The 2015 Design in Mental Health Dinner & Awards were held at the National Motorcycle Museum on 19 May, during this year’s Design in Mental Health conference and exhibition. The evening provided a chance to relax, unwind, and make and renew contacts, and saw the presentation of the 2015 DIMH Awards. Guests were also treated to a thought-provoking after-dinner speech by author, campaigner, columnist, and mental health service-user, Clare Allan. The Network editor, Jonathan Baillie, reports.
Hosting the Awards Dinner, which was held in the Imperial Suite at the National Motorcycle Museum in Solihull, was DIMHN chair, Jenny Gill. After welcoming the evening’s 230 guests, she explained that prior to the awards’ presentation, Clare Allan, a writer, author, and mental health columnist, and a former service-user, would speak. Clare Allan’s first novel, Poppy Shakespeare, was published in 2006 to widespread critical acclaim, and later adapted into a BAFTAwinning television screenplay. Her second book, Everything is Full of Dogs, will be published in 2016. She has also published extensively in The Guardian, The Times, The Telegraph, The New York Times, and The Independent, and lectures in creative writing at London’s City University.
In beginning her address, she said: “I remember really enjoying this conference last year; it made a tremendous impression how much thought, care, empathy, and creativity, go into designing positive healthcare settings. I have been on a few wards myself, and have thus experienced the shift from rooms with multiple beds – I was once woken in the middle of the night by a disoriented patient emptying an ashtray over my head – to single rooms with their own en suite shower, in itself a tremendous step forward in terms of providing an environment with therapeutic potential. Of course there is far more to it than that, and at last year’s event I learnt a great deal more.”
Clare Allan went on to cover some of her own experiences in mental healthcare inpatient accommodation – ‘good and bad’ – and emphasised her view that every encounter with the mental healthcare ‘system’, whether with professionals such as psychiatrists, clinicians and nurses, or with buildings – left an indelible impression.
========================================================================
* **Activity**:
According to the awards dinner report, in which room and venue was the 2015 Design in Mental Health Awards Dinner held?

* **Provided data**:
========================================================================
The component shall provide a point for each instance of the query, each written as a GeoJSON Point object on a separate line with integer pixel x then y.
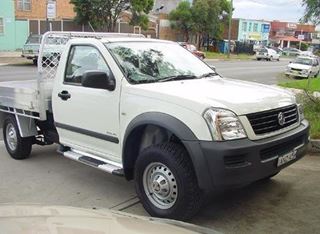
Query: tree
{"type": "Point", "coordinates": [181, 19]}
{"type": "Point", "coordinates": [312, 12]}
{"type": "Point", "coordinates": [103, 14]}
{"type": "Point", "coordinates": [208, 18]}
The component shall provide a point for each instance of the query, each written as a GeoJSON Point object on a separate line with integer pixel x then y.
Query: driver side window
{"type": "Point", "coordinates": [82, 59]}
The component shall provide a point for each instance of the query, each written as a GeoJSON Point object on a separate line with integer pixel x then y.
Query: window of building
{"type": "Point", "coordinates": [1, 26]}
{"type": "Point", "coordinates": [24, 5]}
{"type": "Point", "coordinates": [244, 26]}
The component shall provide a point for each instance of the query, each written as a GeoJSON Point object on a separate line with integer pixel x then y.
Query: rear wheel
{"type": "Point", "coordinates": [166, 183]}
{"type": "Point", "coordinates": [17, 146]}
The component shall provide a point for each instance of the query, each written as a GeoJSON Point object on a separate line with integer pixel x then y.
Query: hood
{"type": "Point", "coordinates": [59, 219]}
{"type": "Point", "coordinates": [299, 66]}
{"type": "Point", "coordinates": [238, 96]}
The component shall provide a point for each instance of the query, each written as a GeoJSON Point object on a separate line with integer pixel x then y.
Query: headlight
{"type": "Point", "coordinates": [301, 114]}
{"type": "Point", "coordinates": [224, 125]}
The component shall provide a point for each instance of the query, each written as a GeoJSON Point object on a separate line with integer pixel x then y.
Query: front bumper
{"type": "Point", "coordinates": [298, 74]}
{"type": "Point", "coordinates": [29, 56]}
{"type": "Point", "coordinates": [241, 162]}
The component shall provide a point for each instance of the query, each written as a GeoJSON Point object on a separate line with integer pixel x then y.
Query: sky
{"type": "Point", "coordinates": [284, 10]}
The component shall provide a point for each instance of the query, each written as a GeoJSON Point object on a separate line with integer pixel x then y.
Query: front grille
{"type": "Point", "coordinates": [296, 69]}
{"type": "Point", "coordinates": [281, 149]}
{"type": "Point", "coordinates": [268, 121]}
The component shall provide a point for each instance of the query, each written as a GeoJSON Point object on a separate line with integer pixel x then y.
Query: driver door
{"type": "Point", "coordinates": [87, 119]}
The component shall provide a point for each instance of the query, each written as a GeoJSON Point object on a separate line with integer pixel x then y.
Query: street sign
{"type": "Point", "coordinates": [51, 10]}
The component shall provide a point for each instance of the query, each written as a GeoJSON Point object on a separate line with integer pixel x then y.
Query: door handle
{"type": "Point", "coordinates": [64, 95]}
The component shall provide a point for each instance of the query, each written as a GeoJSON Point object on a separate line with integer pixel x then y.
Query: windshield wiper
{"type": "Point", "coordinates": [208, 75]}
{"type": "Point", "coordinates": [178, 77]}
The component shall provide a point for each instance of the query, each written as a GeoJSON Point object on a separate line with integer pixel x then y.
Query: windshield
{"type": "Point", "coordinates": [34, 39]}
{"type": "Point", "coordinates": [304, 61]}
{"type": "Point", "coordinates": [145, 62]}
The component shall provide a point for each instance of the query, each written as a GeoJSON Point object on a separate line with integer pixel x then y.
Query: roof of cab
{"type": "Point", "coordinates": [132, 39]}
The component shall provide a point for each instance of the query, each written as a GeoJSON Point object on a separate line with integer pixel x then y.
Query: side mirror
{"type": "Point", "coordinates": [213, 68]}
{"type": "Point", "coordinates": [98, 80]}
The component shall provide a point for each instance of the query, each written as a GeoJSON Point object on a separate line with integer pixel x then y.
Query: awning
{"type": "Point", "coordinates": [286, 38]}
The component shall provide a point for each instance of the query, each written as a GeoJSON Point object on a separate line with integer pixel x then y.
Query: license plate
{"type": "Point", "coordinates": [292, 155]}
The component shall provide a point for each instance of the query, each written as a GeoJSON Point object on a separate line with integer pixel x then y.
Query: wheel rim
{"type": "Point", "coordinates": [11, 137]}
{"type": "Point", "coordinates": [160, 185]}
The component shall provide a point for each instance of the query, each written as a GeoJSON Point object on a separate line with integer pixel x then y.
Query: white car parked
{"type": "Point", "coordinates": [303, 66]}
{"type": "Point", "coordinates": [267, 54]}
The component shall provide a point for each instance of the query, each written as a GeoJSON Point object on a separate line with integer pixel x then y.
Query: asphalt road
{"type": "Point", "coordinates": [257, 71]}
{"type": "Point", "coordinates": [289, 203]}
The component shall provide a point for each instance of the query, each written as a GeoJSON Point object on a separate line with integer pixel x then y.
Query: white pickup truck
{"type": "Point", "coordinates": [151, 111]}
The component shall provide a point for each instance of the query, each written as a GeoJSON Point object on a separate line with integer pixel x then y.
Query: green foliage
{"type": "Point", "coordinates": [204, 17]}
{"type": "Point", "coordinates": [103, 14]}
{"type": "Point", "coordinates": [312, 12]}
{"type": "Point", "coordinates": [181, 19]}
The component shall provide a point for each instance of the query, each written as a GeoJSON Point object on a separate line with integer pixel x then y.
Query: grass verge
{"type": "Point", "coordinates": [302, 84]}
{"type": "Point", "coordinates": [312, 114]}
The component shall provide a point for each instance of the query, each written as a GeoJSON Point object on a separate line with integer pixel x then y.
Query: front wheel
{"type": "Point", "coordinates": [166, 183]}
{"type": "Point", "coordinates": [17, 146]}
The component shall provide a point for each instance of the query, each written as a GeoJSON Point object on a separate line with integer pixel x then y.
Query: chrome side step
{"type": "Point", "coordinates": [94, 161]}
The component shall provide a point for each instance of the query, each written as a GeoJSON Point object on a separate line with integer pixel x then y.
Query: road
{"type": "Point", "coordinates": [257, 71]}
{"type": "Point", "coordinates": [289, 203]}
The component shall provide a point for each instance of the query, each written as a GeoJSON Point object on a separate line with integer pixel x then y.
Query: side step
{"type": "Point", "coordinates": [94, 161]}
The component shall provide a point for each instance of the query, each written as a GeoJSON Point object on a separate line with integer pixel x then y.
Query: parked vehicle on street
{"type": "Point", "coordinates": [31, 48]}
{"type": "Point", "coordinates": [288, 51]}
{"type": "Point", "coordinates": [151, 112]}
{"type": "Point", "coordinates": [303, 66]}
{"type": "Point", "coordinates": [193, 49]}
{"type": "Point", "coordinates": [267, 54]}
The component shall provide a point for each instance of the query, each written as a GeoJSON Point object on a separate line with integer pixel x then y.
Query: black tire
{"type": "Point", "coordinates": [23, 145]}
{"type": "Point", "coordinates": [189, 197]}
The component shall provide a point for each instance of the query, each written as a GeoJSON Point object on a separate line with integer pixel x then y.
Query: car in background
{"type": "Point", "coordinates": [193, 49]}
{"type": "Point", "coordinates": [303, 66]}
{"type": "Point", "coordinates": [277, 49]}
{"type": "Point", "coordinates": [288, 51]}
{"type": "Point", "coordinates": [267, 54]}
{"type": "Point", "coordinates": [31, 48]}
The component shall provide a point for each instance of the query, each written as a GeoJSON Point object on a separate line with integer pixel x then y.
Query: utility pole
{"type": "Point", "coordinates": [230, 26]}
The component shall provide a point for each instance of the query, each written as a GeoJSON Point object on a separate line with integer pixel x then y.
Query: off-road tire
{"type": "Point", "coordinates": [24, 144]}
{"type": "Point", "coordinates": [175, 157]}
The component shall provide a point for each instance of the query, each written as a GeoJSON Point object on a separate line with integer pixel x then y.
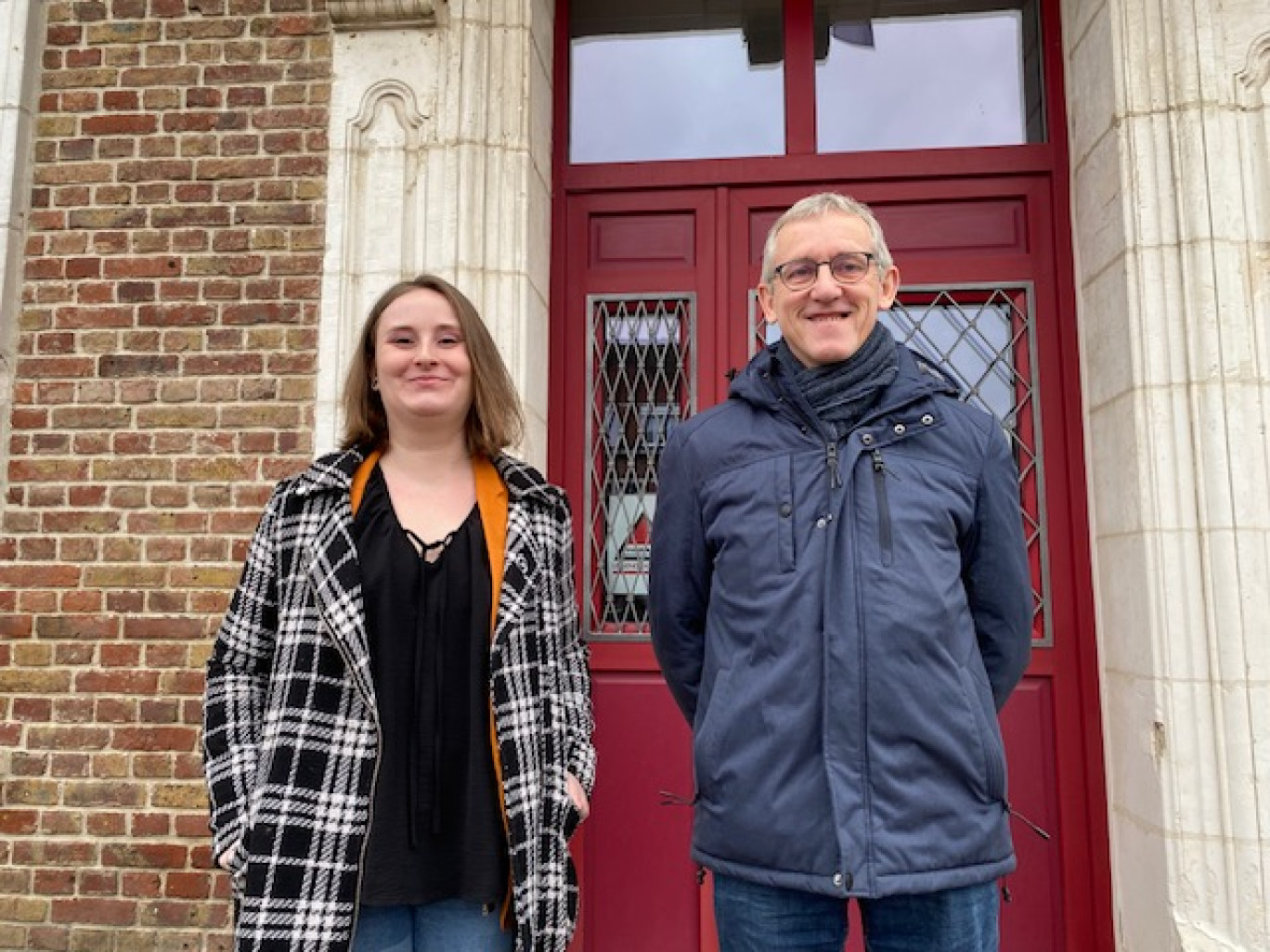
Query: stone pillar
{"type": "Point", "coordinates": [21, 28]}
{"type": "Point", "coordinates": [441, 161]}
{"type": "Point", "coordinates": [1170, 126]}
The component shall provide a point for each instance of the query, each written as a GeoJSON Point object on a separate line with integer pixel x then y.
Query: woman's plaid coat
{"type": "Point", "coordinates": [290, 724]}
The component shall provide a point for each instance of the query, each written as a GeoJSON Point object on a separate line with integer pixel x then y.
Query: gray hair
{"type": "Point", "coordinates": [814, 206]}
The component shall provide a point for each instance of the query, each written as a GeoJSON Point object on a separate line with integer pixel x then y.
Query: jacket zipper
{"type": "Point", "coordinates": [831, 459]}
{"type": "Point", "coordinates": [883, 507]}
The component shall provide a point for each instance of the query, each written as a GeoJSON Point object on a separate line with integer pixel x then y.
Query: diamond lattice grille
{"type": "Point", "coordinates": [641, 381]}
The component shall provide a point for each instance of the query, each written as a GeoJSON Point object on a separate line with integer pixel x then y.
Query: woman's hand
{"type": "Point", "coordinates": [578, 795]}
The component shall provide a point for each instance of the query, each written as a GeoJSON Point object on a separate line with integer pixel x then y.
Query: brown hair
{"type": "Point", "coordinates": [494, 419]}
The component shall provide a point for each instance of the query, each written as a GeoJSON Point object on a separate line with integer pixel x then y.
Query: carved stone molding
{"type": "Point", "coordinates": [382, 14]}
{"type": "Point", "coordinates": [1256, 71]}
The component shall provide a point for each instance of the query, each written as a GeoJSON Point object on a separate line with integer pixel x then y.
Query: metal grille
{"type": "Point", "coordinates": [984, 338]}
{"type": "Point", "coordinates": [641, 380]}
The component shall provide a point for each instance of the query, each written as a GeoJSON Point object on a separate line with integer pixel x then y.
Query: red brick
{"type": "Point", "coordinates": [120, 124]}
{"type": "Point", "coordinates": [97, 911]}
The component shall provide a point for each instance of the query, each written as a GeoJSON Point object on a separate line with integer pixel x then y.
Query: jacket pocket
{"type": "Point", "coordinates": [978, 699]}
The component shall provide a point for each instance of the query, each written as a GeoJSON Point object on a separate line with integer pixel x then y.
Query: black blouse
{"type": "Point", "coordinates": [435, 825]}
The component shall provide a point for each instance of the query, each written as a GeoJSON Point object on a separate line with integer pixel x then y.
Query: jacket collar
{"type": "Point", "coordinates": [335, 471]}
{"type": "Point", "coordinates": [918, 377]}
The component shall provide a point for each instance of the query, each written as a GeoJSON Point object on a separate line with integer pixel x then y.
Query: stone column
{"type": "Point", "coordinates": [21, 30]}
{"type": "Point", "coordinates": [441, 161]}
{"type": "Point", "coordinates": [1169, 114]}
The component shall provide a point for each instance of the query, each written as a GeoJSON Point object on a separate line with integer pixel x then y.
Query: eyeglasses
{"type": "Point", "coordinates": [848, 268]}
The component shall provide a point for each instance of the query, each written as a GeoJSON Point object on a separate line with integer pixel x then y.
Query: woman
{"type": "Point", "coordinates": [397, 714]}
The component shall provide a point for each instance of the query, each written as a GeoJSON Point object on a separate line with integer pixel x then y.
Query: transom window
{"type": "Point", "coordinates": [687, 79]}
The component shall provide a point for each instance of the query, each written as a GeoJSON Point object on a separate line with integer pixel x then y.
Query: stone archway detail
{"type": "Point", "coordinates": [382, 14]}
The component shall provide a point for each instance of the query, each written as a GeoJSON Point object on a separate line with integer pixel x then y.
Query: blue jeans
{"type": "Point", "coordinates": [452, 925]}
{"type": "Point", "coordinates": [755, 918]}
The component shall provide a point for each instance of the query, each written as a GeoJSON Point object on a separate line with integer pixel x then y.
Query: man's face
{"type": "Point", "coordinates": [827, 321]}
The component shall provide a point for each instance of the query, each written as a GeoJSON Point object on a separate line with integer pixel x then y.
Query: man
{"type": "Point", "coordinates": [839, 603]}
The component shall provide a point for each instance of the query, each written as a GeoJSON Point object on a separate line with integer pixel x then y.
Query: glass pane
{"type": "Point", "coordinates": [930, 82]}
{"type": "Point", "coordinates": [652, 84]}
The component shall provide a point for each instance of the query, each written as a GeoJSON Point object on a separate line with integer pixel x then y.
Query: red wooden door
{"type": "Point", "coordinates": [653, 302]}
{"type": "Point", "coordinates": [656, 307]}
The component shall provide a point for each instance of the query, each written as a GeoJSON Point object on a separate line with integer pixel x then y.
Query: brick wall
{"type": "Point", "coordinates": [165, 376]}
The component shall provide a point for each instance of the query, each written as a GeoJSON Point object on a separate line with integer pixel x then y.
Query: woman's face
{"type": "Point", "coordinates": [421, 367]}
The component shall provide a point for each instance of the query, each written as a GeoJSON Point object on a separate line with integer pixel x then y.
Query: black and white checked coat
{"type": "Point", "coordinates": [290, 724]}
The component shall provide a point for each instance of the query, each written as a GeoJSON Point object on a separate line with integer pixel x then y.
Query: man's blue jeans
{"type": "Point", "coordinates": [452, 925]}
{"type": "Point", "coordinates": [755, 918]}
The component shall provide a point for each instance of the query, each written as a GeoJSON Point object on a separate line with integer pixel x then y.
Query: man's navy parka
{"type": "Point", "coordinates": [839, 621]}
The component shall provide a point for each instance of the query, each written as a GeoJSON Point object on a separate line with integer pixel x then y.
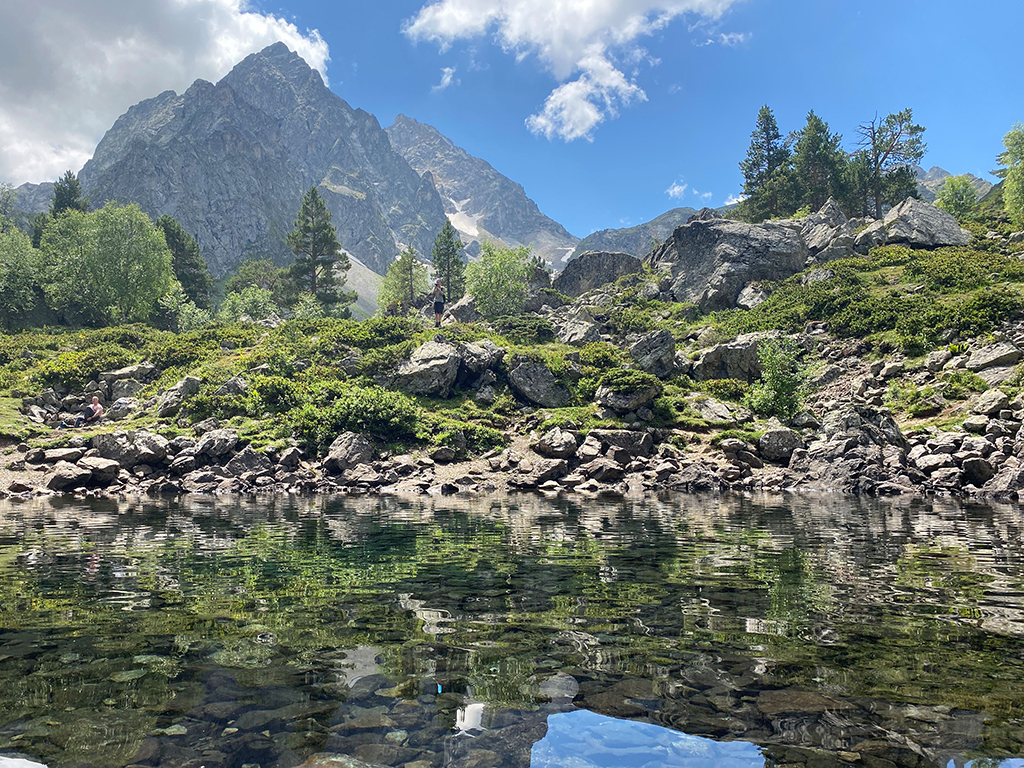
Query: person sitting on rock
{"type": "Point", "coordinates": [91, 415]}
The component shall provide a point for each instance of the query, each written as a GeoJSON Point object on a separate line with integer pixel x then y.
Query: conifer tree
{"type": "Point", "coordinates": [448, 263]}
{"type": "Point", "coordinates": [317, 252]}
{"type": "Point", "coordinates": [68, 196]}
{"type": "Point", "coordinates": [189, 266]}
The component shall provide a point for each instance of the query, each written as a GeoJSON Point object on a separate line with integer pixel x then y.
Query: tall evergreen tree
{"type": "Point", "coordinates": [768, 181]}
{"type": "Point", "coordinates": [448, 263]}
{"type": "Point", "coordinates": [818, 162]}
{"type": "Point", "coordinates": [892, 143]}
{"type": "Point", "coordinates": [68, 196]}
{"type": "Point", "coordinates": [317, 253]}
{"type": "Point", "coordinates": [404, 282]}
{"type": "Point", "coordinates": [189, 266]}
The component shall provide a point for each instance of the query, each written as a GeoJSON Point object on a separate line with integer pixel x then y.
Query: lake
{"type": "Point", "coordinates": [518, 631]}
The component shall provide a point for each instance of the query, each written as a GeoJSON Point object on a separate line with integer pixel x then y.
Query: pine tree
{"type": "Point", "coordinates": [818, 162]}
{"type": "Point", "coordinates": [189, 266]}
{"type": "Point", "coordinates": [768, 181]}
{"type": "Point", "coordinates": [404, 282]}
{"type": "Point", "coordinates": [892, 143]}
{"type": "Point", "coordinates": [68, 196]}
{"type": "Point", "coordinates": [448, 263]}
{"type": "Point", "coordinates": [317, 252]}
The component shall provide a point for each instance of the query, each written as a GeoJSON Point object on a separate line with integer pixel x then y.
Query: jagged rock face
{"type": "Point", "coordinates": [479, 201]}
{"type": "Point", "coordinates": [711, 262]}
{"type": "Point", "coordinates": [231, 162]}
{"type": "Point", "coordinates": [636, 241]}
{"type": "Point", "coordinates": [594, 269]}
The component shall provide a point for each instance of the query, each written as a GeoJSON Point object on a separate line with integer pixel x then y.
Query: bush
{"type": "Point", "coordinates": [777, 393]}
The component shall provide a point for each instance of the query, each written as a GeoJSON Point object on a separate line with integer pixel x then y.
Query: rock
{"type": "Point", "coordinates": [217, 442]}
{"type": "Point", "coordinates": [778, 443]}
{"type": "Point", "coordinates": [626, 400]}
{"type": "Point", "coordinates": [921, 224]}
{"type": "Point", "coordinates": [990, 402]}
{"type": "Point", "coordinates": [431, 370]}
{"type": "Point", "coordinates": [557, 443]}
{"type": "Point", "coordinates": [711, 262]}
{"type": "Point", "coordinates": [996, 355]}
{"type": "Point", "coordinates": [348, 450]}
{"type": "Point", "coordinates": [173, 398]}
{"type": "Point", "coordinates": [594, 268]}
{"type": "Point", "coordinates": [102, 471]}
{"type": "Point", "coordinates": [733, 359]}
{"type": "Point", "coordinates": [67, 476]}
{"type": "Point", "coordinates": [248, 460]}
{"type": "Point", "coordinates": [655, 353]}
{"type": "Point", "coordinates": [535, 383]}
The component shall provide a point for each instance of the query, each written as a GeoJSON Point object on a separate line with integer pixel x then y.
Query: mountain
{"type": "Point", "coordinates": [638, 240]}
{"type": "Point", "coordinates": [480, 202]}
{"type": "Point", "coordinates": [932, 181]}
{"type": "Point", "coordinates": [231, 162]}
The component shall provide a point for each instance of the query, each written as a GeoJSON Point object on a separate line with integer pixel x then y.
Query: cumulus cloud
{"type": "Point", "coordinates": [69, 69]}
{"type": "Point", "coordinates": [582, 43]}
{"type": "Point", "coordinates": [448, 75]}
{"type": "Point", "coordinates": [677, 190]}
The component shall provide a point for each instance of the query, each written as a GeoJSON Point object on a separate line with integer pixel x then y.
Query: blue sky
{"type": "Point", "coordinates": [683, 88]}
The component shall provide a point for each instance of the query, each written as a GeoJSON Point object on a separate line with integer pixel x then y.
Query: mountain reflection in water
{"type": "Point", "coordinates": [515, 631]}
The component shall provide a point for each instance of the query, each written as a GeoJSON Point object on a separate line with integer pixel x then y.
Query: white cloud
{"type": "Point", "coordinates": [677, 190]}
{"type": "Point", "coordinates": [448, 75]}
{"type": "Point", "coordinates": [579, 42]}
{"type": "Point", "coordinates": [69, 69]}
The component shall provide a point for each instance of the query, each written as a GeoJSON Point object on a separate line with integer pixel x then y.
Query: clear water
{"type": "Point", "coordinates": [679, 631]}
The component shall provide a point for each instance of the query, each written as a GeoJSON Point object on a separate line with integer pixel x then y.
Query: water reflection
{"type": "Point", "coordinates": [515, 631]}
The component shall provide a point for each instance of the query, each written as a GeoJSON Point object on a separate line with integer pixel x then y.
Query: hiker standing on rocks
{"type": "Point", "coordinates": [438, 298]}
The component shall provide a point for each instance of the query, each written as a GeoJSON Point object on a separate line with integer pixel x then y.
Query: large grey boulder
{"type": "Point", "coordinates": [655, 353]}
{"type": "Point", "coordinates": [535, 383]}
{"type": "Point", "coordinates": [431, 370]}
{"type": "Point", "coordinates": [348, 450]}
{"type": "Point", "coordinates": [174, 398]}
{"type": "Point", "coordinates": [593, 269]}
{"type": "Point", "coordinates": [734, 359]}
{"type": "Point", "coordinates": [711, 262]}
{"type": "Point", "coordinates": [921, 224]}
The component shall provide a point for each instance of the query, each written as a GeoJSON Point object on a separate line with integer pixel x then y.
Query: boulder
{"type": "Point", "coordinates": [217, 442]}
{"type": "Point", "coordinates": [711, 262]}
{"type": "Point", "coordinates": [535, 383]}
{"type": "Point", "coordinates": [431, 370]}
{"type": "Point", "coordinates": [734, 359]}
{"type": "Point", "coordinates": [778, 443]}
{"type": "Point", "coordinates": [655, 353]}
{"type": "Point", "coordinates": [594, 268]}
{"type": "Point", "coordinates": [920, 224]}
{"type": "Point", "coordinates": [174, 397]}
{"type": "Point", "coordinates": [348, 450]}
{"type": "Point", "coordinates": [557, 443]}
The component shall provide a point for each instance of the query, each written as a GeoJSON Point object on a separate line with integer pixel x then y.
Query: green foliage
{"type": "Point", "coordinates": [188, 265]}
{"type": "Point", "coordinates": [404, 282]}
{"type": "Point", "coordinates": [778, 391]}
{"type": "Point", "coordinates": [448, 261]}
{"type": "Point", "coordinates": [957, 198]}
{"type": "Point", "coordinates": [498, 281]}
{"type": "Point", "coordinates": [104, 267]}
{"type": "Point", "coordinates": [525, 329]}
{"type": "Point", "coordinates": [378, 412]}
{"type": "Point", "coordinates": [318, 257]}
{"type": "Point", "coordinates": [68, 196]}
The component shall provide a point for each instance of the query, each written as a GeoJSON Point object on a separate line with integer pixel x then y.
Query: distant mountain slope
{"type": "Point", "coordinates": [638, 240]}
{"type": "Point", "coordinates": [231, 162]}
{"type": "Point", "coordinates": [932, 181]}
{"type": "Point", "coordinates": [480, 202]}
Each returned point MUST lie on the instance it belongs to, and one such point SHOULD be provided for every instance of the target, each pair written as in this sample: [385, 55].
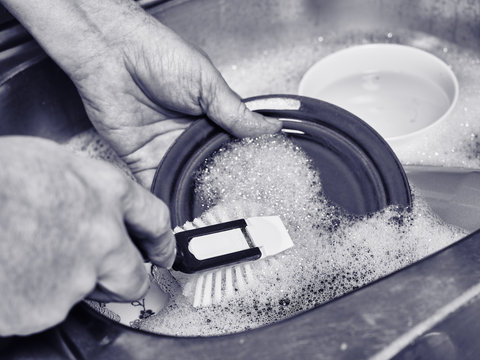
========================================================================
* **Response to the task**:
The Imperial Suite at the National Motorcycle Museum in Solihull.